* [Directive]: Return the lines that run from the line containing "Tag the wispy" through the end of the entries, both ends included. Leave out all pictures.

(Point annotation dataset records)

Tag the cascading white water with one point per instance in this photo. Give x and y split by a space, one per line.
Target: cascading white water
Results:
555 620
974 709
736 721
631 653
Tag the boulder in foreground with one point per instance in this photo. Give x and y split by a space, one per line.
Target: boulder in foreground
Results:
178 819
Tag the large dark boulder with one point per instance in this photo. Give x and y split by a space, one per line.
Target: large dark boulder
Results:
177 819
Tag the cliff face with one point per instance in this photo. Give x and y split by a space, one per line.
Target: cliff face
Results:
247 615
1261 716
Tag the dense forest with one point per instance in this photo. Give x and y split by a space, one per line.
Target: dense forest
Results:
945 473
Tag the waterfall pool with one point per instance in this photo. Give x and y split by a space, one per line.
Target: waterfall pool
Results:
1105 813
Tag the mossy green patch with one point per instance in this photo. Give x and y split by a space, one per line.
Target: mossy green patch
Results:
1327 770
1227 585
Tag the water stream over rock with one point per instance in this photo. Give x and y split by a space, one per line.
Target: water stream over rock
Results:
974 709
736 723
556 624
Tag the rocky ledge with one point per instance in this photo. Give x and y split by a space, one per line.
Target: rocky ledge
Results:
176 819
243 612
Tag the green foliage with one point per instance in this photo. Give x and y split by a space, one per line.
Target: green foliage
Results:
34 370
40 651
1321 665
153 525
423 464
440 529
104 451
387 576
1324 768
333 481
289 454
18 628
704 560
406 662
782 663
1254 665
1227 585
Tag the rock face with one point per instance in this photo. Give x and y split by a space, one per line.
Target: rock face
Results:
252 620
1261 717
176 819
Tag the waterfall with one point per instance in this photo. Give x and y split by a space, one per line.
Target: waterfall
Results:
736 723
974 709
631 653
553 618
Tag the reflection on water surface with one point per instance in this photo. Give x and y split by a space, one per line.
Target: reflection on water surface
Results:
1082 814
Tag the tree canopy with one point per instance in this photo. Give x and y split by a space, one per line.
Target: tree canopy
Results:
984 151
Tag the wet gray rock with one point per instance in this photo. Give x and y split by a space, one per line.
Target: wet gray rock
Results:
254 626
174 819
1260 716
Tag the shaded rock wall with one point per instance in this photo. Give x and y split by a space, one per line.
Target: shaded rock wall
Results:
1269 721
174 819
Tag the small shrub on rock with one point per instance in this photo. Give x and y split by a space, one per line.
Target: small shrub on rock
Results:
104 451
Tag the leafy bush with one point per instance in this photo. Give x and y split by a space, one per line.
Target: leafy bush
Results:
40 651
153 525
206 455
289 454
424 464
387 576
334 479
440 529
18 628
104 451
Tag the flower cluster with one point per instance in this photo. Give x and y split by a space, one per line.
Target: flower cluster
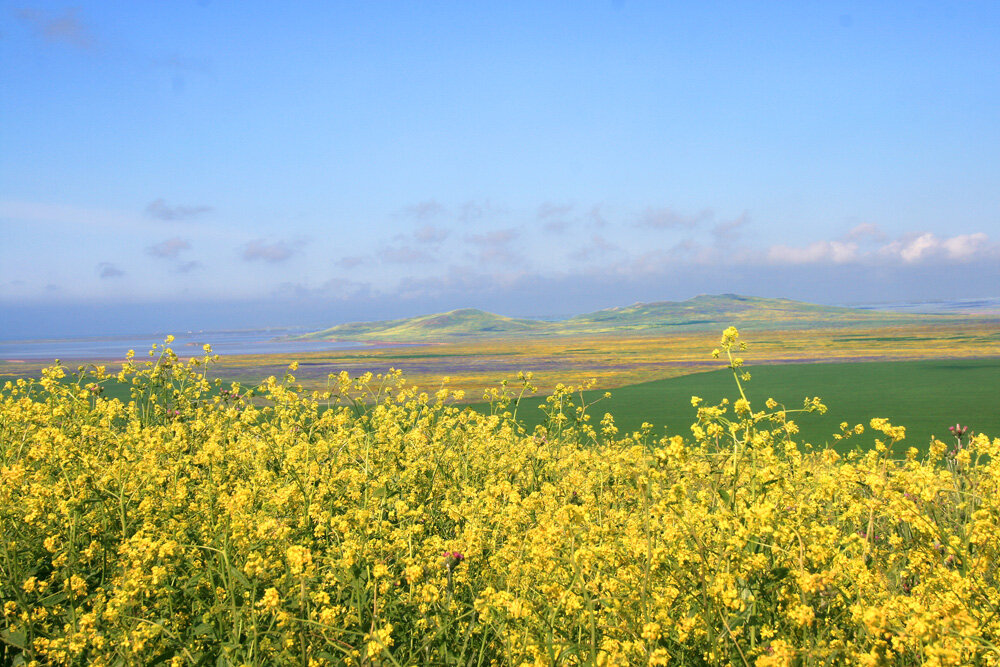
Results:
377 524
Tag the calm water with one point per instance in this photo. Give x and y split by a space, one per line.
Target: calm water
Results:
185 345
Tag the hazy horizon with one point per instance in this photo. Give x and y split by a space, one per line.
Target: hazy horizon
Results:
202 165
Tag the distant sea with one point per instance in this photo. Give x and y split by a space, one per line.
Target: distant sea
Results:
185 345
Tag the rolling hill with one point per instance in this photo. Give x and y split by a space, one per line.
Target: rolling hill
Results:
704 312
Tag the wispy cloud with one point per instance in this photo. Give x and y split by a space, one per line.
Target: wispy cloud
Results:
430 234
335 288
913 248
424 210
917 247
168 249
554 216
865 231
727 232
159 209
836 252
65 28
404 255
474 211
494 247
109 270
273 252
599 248
549 210
667 218
350 262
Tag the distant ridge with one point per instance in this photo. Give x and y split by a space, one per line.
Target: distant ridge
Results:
705 312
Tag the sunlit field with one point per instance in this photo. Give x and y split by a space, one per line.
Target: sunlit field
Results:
369 522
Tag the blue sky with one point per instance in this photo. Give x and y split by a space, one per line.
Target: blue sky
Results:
200 164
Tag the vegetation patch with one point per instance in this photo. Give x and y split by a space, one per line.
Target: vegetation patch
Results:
190 525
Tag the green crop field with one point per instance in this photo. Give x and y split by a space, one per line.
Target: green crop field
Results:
924 396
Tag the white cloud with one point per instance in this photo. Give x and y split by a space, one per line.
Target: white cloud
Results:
919 247
275 252
65 28
667 218
836 252
159 209
170 248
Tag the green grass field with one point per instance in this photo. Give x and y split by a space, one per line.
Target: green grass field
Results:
924 396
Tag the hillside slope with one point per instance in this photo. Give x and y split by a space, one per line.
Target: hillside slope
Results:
702 312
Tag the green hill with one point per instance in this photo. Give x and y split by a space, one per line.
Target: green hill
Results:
455 323
704 312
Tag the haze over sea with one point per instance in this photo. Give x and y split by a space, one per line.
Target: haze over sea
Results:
188 344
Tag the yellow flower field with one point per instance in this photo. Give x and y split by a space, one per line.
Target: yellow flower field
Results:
376 524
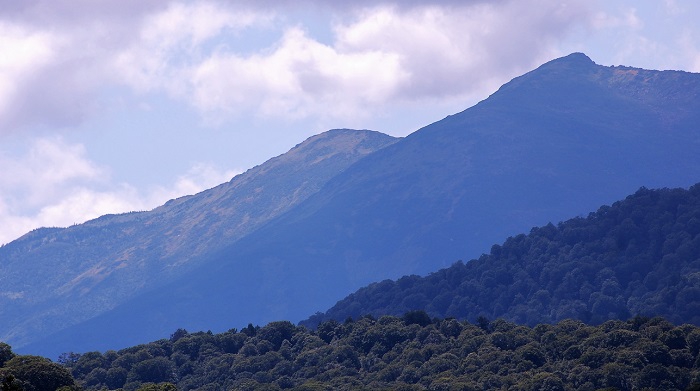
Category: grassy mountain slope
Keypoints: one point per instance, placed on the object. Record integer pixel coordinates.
(556, 142)
(53, 278)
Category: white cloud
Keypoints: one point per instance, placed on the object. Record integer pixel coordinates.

* [Full response]:
Tag the wispy cloud with one point per instance in this photo. Give x and y split by a space, one per line.
Target: wispy cloud
Results:
430 234
335 288
913 248
424 210
917 247
168 249
554 216
865 231
727 232
159 209
836 252
65 28
404 255
474 211
494 247
109 270
273 252
599 248
549 210
667 218
350 262
Tag the distant ridge with one point per instance in this photo. Give x and y split by a space, one per line.
Target: distant ridge
Results:
705 312
Tag the sunlit field with one point per instance in this photo. Give x and y split by a space, one per line.
Target: sunlit field
Results:
369 522
Tag the blue sky with one point per instance in this photo. Give x and y split by a space, one per line.
Target: blue sky
Results:
200 164
Tag the vegetation patch with one point per instance in this photo. Give x and y split by a space, one per line.
Target: vegetation patch
Results:
190 525
Tag the green crop field with one point per instance in this photo. Give x and y split by a space, one per line.
Target: green crop field
Results:
924 396
Tag the white cloud with one point per instance in this photo. Give x and y split by a space, one per line.
Target: white cloud
Results:
919 247
275 252
65 28
667 218
836 252
159 209
170 248
Tag the green grass field with one point per instance in this photo. Give x and y split by a space, one per line.
Target: green grass field
Results:
924 396
Tag the hillside slope with one point per instance in this photo. Give x and y split by a space, one per line.
Target: hillside slope
Results:
702 312
Tag the green hill with one point per instance in this photo. Give x and y split by a space, one per line.
Target: green hill
Results:
455 323
704 312
Tag the haze over sea with one point per instance in this photo. Give x and y split by a space, one per line.
Target: haze over sea
Results:
188 344
Tag the yellow flower field with one point per instance in this photo. Give x and y split by a space, one per line.
Target: yellow flower field
Results:
376 524
Category: grassy mountain slope
Keypoints: one point per instance, placed on the object. Record integer pixel coordinates.
(556, 142)
(53, 278)
Category: white cloud
Keypoints: one point per instance, placed on the object. Record integer pixel coordinates.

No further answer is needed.